** REQUEST **
Turn the listing, from its first line through the line containing "xmin=258 ymin=184 xmax=271 ymax=235", into a Markdown table with columns Number and Line. Number each row and omit blank lines.

** SOURCE MATERIAL **
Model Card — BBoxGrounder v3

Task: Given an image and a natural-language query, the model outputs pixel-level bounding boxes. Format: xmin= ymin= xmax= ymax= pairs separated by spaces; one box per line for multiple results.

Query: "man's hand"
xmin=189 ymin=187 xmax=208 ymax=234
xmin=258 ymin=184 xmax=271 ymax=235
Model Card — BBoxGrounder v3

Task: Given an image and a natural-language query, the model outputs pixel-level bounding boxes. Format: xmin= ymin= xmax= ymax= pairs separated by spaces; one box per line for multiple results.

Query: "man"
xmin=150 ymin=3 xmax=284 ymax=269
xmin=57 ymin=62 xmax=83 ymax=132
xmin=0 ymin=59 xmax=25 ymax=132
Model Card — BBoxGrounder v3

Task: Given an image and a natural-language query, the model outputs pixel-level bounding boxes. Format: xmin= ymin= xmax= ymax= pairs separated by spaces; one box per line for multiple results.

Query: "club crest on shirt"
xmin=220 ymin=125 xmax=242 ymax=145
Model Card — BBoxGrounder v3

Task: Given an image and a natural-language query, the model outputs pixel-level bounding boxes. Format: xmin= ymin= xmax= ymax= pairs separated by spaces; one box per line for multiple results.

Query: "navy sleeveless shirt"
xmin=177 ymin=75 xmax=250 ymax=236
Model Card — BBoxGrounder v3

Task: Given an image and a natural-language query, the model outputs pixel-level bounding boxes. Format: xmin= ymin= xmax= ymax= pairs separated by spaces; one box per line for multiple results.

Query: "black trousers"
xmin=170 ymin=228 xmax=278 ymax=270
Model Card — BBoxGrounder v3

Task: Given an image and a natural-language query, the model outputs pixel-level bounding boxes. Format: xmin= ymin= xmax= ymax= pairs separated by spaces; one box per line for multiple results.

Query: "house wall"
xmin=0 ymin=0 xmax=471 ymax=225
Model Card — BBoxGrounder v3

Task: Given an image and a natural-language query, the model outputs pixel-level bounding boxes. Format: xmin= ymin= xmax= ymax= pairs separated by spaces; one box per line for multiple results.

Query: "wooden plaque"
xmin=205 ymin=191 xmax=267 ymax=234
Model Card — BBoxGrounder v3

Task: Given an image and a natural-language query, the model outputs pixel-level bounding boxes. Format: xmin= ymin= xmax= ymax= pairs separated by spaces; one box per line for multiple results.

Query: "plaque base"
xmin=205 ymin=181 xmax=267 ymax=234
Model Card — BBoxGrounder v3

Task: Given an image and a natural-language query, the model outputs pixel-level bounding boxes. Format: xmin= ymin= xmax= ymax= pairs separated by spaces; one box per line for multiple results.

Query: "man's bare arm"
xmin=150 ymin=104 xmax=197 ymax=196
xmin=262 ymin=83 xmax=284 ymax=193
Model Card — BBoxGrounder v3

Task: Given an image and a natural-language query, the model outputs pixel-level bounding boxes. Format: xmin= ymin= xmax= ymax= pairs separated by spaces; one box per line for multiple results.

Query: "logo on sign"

** EXPECTED ANSWER **
| Number | Line |
|---|---|
| 1 | Model Card — BBoxGrounder v3 |
| 2 | Task: Given an image and a natural-language query, the model outputs pixel-level bounding boxes. Format: xmin= ymin= xmax= ymax= pairs separated by spaces; one box per line for multiple results. |
| 3 | Query: "man's hand" |
| 4 | xmin=189 ymin=187 xmax=208 ymax=234 |
| 5 | xmin=258 ymin=184 xmax=271 ymax=235 |